Nadaraya-Watson Kernel Regression

Why This Matters

Given paired observations $(X_i, Y_i)$, estimating $m(x) = \mathbb{E}[Y \mid X = x]$ without a parametric form is the prototype problem of nonparametric regression. The Nadaraya-Watson estimator does this in the cleanest possible way: it returns a weighted average of the labels $Y_i$, with weights given by how close $X_i$ is to the query point $x$ under a kernel $K$ and bandwidth $h$.

The reason it earns its own page on a site that already covers k-NN: NW is the continuous-bandwidth analogue. k-NN uses a hard top-$k$ window with uniform weights inside the window. NW uses a soft window with weights that decay smoothly with distance. The two share the same bias-variance structure but NW has cleaner asymptotic formulas, an explicit minimum-bandwidth rate, and a clean view of where local methods fail (boundaries, sparse regions).

NW is also the cleanest stepping stone to local polynomial regression and to attention. ESL 2nd ed. §6.1 (pp. 192-194) starts with NW for exactly this reason: it makes the bias-variance tradeoff in regression visually obvious, and it sets up the modification (local linear fit) that fixes NW's failure mode. Modern transformer attention is, mathematically, a learned-kernel NW estimator with $x$ replaced by an embedding; see attention as kernel regression.

Quick Version

$\sigma^2(x) = \mathrm{Var}(Y \mid X = x)$ and $f$ is the marginal density of $X$. The bias formula has a design-density term $m'(x) f'(x) / f(x)$ that vanishes only when $X$ is uniform or when $m$ is constant. This term is what makes NW worse than local linear regression in non-uniform designs.

Formal Setup

Definition

Nadaraya-Watson Estimator${\hat{m}}_h(x)$

Given an iid sample $(X_1, Y_1), \ldots, (X_n, Y_n)$ from a joint distribution on $\mathbb{R} \times \mathbb{R}$, a symmetric nonnegative kernel $K$ with $\int K = 1$, and a bandwidth $h > 0$, define $\hat{m}_h(x) = \frac{\sum_{i=1}^n K_h(x - X_i) Y_i}{\sum_{i=1}^n K_h(x - X_i)}$ where $K_h(u) = h^{-1} K(u/h)$. The estimator is the weighted average of the $Y_i$ with weights proportional to the kernel evaluation at the distance $|x - X_i|$.

(STATED EXERCISE 1): Could you return the part of the kernel regression text between "Given an iid" and "distance $|x - X_i|$.", inclusive, copied word for word?
(STATED EXERCISE 2): In the kernel regression text, what kind of window does k-NN use, in contrast to the soft window of NW?

(DATASET CONTENT):
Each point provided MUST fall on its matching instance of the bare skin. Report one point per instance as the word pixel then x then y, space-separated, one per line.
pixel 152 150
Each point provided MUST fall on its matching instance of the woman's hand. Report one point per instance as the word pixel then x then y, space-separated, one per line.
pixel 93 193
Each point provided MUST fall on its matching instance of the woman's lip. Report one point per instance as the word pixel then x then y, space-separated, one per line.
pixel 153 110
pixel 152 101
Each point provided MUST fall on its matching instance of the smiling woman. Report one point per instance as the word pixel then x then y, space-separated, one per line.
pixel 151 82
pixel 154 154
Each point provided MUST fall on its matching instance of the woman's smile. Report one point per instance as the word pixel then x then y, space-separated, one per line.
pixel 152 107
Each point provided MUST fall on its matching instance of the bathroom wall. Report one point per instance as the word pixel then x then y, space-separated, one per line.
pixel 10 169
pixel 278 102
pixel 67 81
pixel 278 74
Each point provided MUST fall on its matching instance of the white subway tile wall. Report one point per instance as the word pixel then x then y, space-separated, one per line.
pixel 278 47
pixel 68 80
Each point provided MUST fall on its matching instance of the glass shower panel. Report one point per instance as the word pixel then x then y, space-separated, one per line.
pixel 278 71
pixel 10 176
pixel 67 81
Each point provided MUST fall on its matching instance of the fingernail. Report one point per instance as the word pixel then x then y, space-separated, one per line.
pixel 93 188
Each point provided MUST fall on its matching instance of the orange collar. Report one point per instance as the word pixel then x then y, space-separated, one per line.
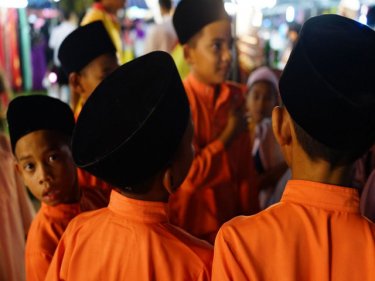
pixel 326 196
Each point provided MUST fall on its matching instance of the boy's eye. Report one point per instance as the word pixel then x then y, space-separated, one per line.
pixel 217 46
pixel 52 158
pixel 28 167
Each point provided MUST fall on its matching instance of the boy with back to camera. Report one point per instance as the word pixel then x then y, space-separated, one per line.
pixel 317 231
pixel 40 130
pixel 220 184
pixel 136 136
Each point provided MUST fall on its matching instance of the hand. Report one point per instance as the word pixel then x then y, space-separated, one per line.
pixel 236 124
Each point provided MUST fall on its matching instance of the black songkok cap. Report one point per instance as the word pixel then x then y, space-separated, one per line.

(FULL OUTPUT 1):
Given an iid sample $(X_1, Y_1), \ldots, (X_n, Y_n)$ from a joint distribution on $\mathbb{R} \times \mathbb{R}$, a symmetric nonnegative kernel $K$ with $\int K = 1$, and a bandwidth $h > 0$, define $\hat{m}_h(x) = \frac{\sum_{i=1}^n K_h(x - X_i) Y_i}{\sum_{i=1}^n K_h(x - X_i)}$ where $K_h(u) = h^{-1} K(u/h)$. The estimator is the weighted average of the $Y_i$ with weights proportional to the kernel evaluation at the distance $|x - X_i|$.

(FULL OUTPUT 2): A hard top-$k$ window with uniform weights inside the window.